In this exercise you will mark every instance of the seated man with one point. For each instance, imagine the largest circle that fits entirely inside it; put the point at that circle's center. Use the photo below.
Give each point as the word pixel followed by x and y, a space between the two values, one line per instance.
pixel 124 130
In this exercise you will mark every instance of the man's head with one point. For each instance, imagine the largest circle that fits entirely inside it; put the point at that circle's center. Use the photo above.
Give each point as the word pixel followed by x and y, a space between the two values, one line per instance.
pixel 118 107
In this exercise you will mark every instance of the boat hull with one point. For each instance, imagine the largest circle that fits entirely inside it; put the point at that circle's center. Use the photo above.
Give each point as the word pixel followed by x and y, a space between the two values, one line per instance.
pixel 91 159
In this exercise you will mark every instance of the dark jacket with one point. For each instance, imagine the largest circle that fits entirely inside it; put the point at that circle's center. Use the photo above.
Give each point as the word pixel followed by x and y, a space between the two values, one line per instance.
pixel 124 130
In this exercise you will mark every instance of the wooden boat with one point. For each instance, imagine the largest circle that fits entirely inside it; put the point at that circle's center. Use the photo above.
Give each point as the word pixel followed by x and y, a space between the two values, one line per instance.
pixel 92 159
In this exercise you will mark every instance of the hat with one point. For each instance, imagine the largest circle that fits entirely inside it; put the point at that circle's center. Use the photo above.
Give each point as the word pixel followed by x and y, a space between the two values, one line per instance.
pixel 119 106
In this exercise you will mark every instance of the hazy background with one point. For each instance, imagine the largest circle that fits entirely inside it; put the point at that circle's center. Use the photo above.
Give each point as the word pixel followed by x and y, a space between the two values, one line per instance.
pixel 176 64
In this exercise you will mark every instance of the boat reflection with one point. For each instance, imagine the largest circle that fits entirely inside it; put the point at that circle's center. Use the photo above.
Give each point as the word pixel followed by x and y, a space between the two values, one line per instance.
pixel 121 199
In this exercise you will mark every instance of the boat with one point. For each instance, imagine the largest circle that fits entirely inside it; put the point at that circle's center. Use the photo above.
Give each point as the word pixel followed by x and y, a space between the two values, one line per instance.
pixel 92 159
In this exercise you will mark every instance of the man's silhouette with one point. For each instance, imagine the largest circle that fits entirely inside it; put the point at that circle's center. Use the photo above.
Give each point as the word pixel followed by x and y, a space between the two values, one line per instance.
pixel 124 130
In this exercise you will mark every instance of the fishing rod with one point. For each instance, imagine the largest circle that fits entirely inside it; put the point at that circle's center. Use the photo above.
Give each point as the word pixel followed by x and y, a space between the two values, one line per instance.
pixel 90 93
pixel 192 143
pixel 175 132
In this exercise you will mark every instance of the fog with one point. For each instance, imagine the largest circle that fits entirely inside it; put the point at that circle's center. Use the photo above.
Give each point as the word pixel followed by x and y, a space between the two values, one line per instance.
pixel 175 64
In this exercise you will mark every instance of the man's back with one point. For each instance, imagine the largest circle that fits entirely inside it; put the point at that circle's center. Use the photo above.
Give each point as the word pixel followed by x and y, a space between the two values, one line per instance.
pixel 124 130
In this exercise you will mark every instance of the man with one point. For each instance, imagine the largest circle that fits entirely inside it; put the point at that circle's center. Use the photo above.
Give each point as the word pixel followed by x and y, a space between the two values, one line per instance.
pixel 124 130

- - - - - - -

• [PROBLEM TO WORK ON]:
Copy the records again, starting at the line containing "In this exercise you will mark every instance of the hazy" and ending at the line containing "pixel 176 64", but swap "hazy" for "misty" and keep everything else unchanged.

• [EXPECTED OUTPUT]:
In this exercise you will mark every instance of the misty background with one point. For each instance, imagine the largest circle that fits entirely inside it; put the point at that circle's center. Use the photo above.
Give each point as the word pixel followed by x and y, a space between the two values, one line per instance.
pixel 176 64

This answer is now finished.